Records contained in a dataset:
= Beginning of Section =

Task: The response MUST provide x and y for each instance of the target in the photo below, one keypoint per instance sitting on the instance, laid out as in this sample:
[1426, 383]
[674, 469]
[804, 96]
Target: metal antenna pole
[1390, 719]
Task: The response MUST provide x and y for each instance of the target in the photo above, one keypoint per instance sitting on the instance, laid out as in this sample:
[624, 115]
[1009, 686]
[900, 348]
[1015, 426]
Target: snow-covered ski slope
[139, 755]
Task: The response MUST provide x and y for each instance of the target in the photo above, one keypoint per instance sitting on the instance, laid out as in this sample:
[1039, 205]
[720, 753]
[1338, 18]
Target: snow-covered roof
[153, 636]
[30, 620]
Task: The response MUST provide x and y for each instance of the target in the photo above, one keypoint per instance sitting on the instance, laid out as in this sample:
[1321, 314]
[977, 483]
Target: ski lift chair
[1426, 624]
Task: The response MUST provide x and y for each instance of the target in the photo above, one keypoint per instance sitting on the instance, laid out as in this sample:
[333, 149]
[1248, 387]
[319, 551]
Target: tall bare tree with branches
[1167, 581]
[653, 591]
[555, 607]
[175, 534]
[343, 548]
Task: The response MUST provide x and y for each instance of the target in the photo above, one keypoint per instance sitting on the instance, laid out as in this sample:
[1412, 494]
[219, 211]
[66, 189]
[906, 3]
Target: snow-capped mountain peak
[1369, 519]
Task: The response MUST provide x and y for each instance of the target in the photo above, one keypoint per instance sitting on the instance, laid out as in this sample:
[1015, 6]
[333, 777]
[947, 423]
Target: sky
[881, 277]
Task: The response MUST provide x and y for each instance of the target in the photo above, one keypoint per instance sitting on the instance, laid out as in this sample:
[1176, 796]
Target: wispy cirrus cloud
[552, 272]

= End of Section =

Task to carry out:
What is needed is an exact repetition of all the entries above.

Answer for this exercise:
Task: The response MUST provide x and y for each instance of the target in the photo below, one keypoint per instance sitting on the instance, laid out as in this sample:
[1426, 383]
[674, 469]
[804, 96]
Target: metal antenna pole
[1390, 719]
Task: The response MUST provide x and y for each instance of the target in the photo above, one keypoint per instance sitting on the instance, laid out as in this sample:
[624, 115]
[1009, 686]
[900, 348]
[1015, 426]
Target: snow-covered ski slope
[139, 755]
Task: The response MUST provide x and y for each instance of the target in the photo above, one keypoint per instance sitting on the instance, laid out as in this sample:
[1039, 205]
[720, 753]
[1338, 18]
Target: snow-covered roof
[153, 636]
[30, 620]
Task: The response MUST provide x and y for each instance of the target in the photo above, one keypoint per instance sitting on the instance, laid out as in this sample:
[1321, 314]
[977, 483]
Target: ski lift chair
[1426, 624]
Task: The response MUST provide x and y for each instance of the target in the photo above, one keypoint per instance sitting on the instance, laid out as in this sample:
[333, 149]
[1248, 387]
[319, 551]
Target: tall bare tree with branches
[1167, 581]
[653, 591]
[555, 607]
[175, 534]
[343, 548]
Task: The response MUST provide x and y for each instance of the target in the photo above, one keypoint per instance sitting on the instance, laid out as in this sample:
[1412, 494]
[219, 211]
[66, 189]
[906, 3]
Target: snow-capped mountain peak
[1369, 519]
Task: The response MUST provide x and y for each instance of the target in the photo above, one keypoint per instance sitting on the instance, laid out as in this sample:
[1015, 6]
[333, 777]
[947, 423]
Target: sky
[881, 277]
Task: The response MUST provide x and y for each instance of the target in the photo above, one keypoint per instance sitting on the instance, laid out as in this sample:
[1176, 796]
Target: wispy cirrus cloud
[552, 272]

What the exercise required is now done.